→ Assigned task: Images do not belong in the copy. Retype the entries exactly.

→ Image-grounded pointing data:
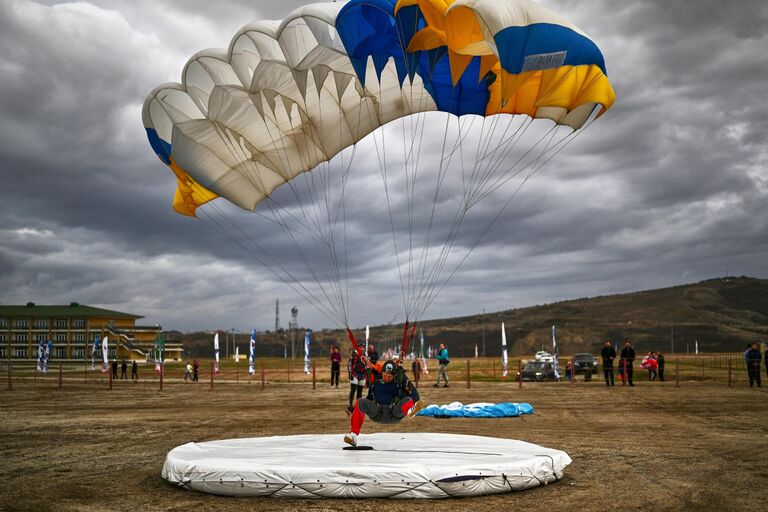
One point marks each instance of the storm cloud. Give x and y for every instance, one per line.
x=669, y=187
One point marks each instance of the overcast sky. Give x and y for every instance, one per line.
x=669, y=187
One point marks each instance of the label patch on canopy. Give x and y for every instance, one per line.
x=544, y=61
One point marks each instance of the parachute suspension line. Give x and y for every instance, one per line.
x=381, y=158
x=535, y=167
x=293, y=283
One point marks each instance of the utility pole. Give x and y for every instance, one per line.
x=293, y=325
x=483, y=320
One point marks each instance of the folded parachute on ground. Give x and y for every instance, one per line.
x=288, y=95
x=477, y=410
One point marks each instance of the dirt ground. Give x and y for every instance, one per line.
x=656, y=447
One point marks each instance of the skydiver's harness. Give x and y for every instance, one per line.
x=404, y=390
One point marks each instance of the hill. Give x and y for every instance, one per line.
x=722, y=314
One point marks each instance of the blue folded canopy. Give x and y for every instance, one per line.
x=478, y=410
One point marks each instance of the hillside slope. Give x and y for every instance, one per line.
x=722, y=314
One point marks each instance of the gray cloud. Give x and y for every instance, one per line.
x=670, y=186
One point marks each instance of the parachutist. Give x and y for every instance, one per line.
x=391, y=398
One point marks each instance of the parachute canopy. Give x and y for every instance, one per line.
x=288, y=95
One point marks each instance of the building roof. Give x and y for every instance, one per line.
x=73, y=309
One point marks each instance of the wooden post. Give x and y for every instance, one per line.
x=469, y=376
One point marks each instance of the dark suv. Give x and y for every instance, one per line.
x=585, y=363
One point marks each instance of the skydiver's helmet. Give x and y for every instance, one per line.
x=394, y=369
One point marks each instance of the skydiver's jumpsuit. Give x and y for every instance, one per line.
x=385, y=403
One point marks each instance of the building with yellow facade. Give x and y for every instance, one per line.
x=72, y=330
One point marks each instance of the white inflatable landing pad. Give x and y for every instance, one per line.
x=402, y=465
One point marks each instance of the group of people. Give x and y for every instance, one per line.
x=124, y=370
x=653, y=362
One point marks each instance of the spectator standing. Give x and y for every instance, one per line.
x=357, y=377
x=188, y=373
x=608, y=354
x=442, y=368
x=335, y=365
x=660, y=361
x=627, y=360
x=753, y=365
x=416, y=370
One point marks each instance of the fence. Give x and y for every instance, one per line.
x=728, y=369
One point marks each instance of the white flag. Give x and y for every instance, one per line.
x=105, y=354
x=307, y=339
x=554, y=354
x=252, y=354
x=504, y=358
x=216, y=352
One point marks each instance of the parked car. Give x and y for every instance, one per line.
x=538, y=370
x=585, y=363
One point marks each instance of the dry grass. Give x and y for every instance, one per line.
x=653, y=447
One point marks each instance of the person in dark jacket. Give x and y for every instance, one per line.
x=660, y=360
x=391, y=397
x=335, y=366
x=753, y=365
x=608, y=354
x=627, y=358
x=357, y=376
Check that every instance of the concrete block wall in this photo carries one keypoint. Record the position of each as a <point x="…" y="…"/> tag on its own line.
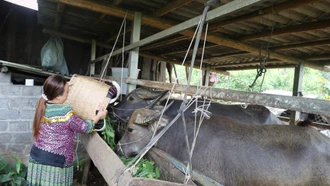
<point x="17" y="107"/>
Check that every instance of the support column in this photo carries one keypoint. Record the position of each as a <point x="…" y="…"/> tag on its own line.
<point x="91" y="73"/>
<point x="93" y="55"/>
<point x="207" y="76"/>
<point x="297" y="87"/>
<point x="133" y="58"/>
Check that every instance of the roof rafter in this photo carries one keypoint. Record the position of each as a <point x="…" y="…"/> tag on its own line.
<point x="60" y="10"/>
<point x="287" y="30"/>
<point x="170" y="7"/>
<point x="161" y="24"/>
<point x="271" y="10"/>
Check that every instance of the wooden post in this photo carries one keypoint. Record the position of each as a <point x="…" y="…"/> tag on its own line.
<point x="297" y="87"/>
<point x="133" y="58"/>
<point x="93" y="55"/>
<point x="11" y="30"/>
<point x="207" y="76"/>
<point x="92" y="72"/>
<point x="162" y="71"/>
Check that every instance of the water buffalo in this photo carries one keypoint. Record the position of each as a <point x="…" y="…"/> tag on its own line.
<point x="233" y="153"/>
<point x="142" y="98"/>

→ Written reply:
One point marks each instance of the storm cloud. Give x and y for every instance, one per line.
x=669, y=187
One point marks each instance of the overcast sky. Give x and y for every instance, one per line.
x=669, y=187
One point marks each instance of the label patch on canopy. Give x and y for every instance, one per line.
x=544, y=61
One point marks each instance of the parachute suspension line. Give x and y for every instance, one per line.
x=381, y=158
x=535, y=167
x=293, y=283
One point marks each instance of the utility pole. Give x and y for every instance, one per line.
x=293, y=325
x=483, y=320
One point marks each instance of the folded parachute on ground. Give x and y for every instance, one per line.
x=288, y=95
x=477, y=410
One point marks each instance of the dirt ground. Give x and y for every instance, one per line.
x=656, y=447
One point marks each instance of the skydiver's harness. Give x and y for every instance, one per line.
x=404, y=390
One point marks each instance of the hill. Give x and y for every instance, one per line.
x=722, y=314
One point marks each instance of the blue folded canopy. Give x and y for every instance, one per line.
x=478, y=410
One point marks each instance of the hillside slope. Give x and y for every instance, one per line.
x=722, y=314
One point marks each instance of the gray cloud. Give x and y for every instance, one per line.
x=670, y=186
One point marks each instance of the parachutist. Give x and y for every instance, one per line.
x=391, y=398
One point marks each instance of the parachute canopy. Give x and y for every instance, one per line.
x=288, y=95
One point marks each instance of the building roof. Give x and y for every instance, one per line.
x=73, y=309
One point marks each instance of the wooden post. Give x and y for every instance, one per line.
x=469, y=376
One point marks each instance of the dark suv. Give x and y for every instance, one per line.
x=585, y=363
One point marks each instance of the skydiver's helmet. Give x and y for every instance, one per line.
x=394, y=369
One point marks each instance of the skydiver's jumpsuit. Give x and y for every instance, one per line.
x=385, y=403
One point marks each instance of the building with yellow facade. Give x and y for every instance, one per line.
x=72, y=330
One point marks each instance of the white inflatable landing pad. Give x and y for every instance, one per line.
x=402, y=465
One point marks each instance of the group of people. Give x and y for every instance, one per line.
x=124, y=370
x=653, y=362
One point marks each instance of the spectator standing. Give x and y for every instance, one per line.
x=357, y=377
x=188, y=373
x=608, y=354
x=442, y=368
x=335, y=365
x=660, y=361
x=627, y=360
x=753, y=365
x=416, y=370
One point marks each instance of the fence. Give x and y for every instance, one per line.
x=728, y=369
One point marks each instance of the white flag. Give x and y for every instance, one per line.
x=105, y=354
x=307, y=339
x=554, y=354
x=252, y=354
x=504, y=358
x=216, y=352
One point marks each instance of the parked car. Give x and y for every instance, one per line.
x=538, y=370
x=585, y=363
One point marks each instance of the dry grass. Give x and y for every instance, one per line.
x=653, y=447
One point marks each instance of the person in dark jacket. Give x and y for every instance, one per line.
x=660, y=360
x=391, y=397
x=335, y=366
x=753, y=365
x=608, y=354
x=627, y=358
x=357, y=376
Check that every instance of the concrete block wall in this photo carries one keypoint. Record the position of each as a <point x="…" y="…"/> tag on its own line.
<point x="17" y="107"/>
Check that every instance of the support column in this photo carries one keypoint. Record the position of each as a <point x="…" y="…"/> tag on its own line.
<point x="91" y="73"/>
<point x="93" y="55"/>
<point x="207" y="76"/>
<point x="297" y="87"/>
<point x="133" y="58"/>
Check that every instance of the roof rafter in this photo carries one keypoint. Record the position of each as a <point x="…" y="…"/> tag on its own line.
<point x="60" y="10"/>
<point x="287" y="30"/>
<point x="170" y="7"/>
<point x="161" y="24"/>
<point x="271" y="10"/>
Check that every instance of the wooden post in this photo carries one keypoint. Record the position of each as a <point x="…" y="…"/> tag on its own line.
<point x="297" y="87"/>
<point x="133" y="58"/>
<point x="93" y="55"/>
<point x="11" y="30"/>
<point x="207" y="76"/>
<point x="92" y="72"/>
<point x="162" y="71"/>
Check that every instance of the water buffalo in this photo carries one keypoint. Record the position of each as a <point x="…" y="…"/> tag on its own line.
<point x="233" y="153"/>
<point x="142" y="98"/>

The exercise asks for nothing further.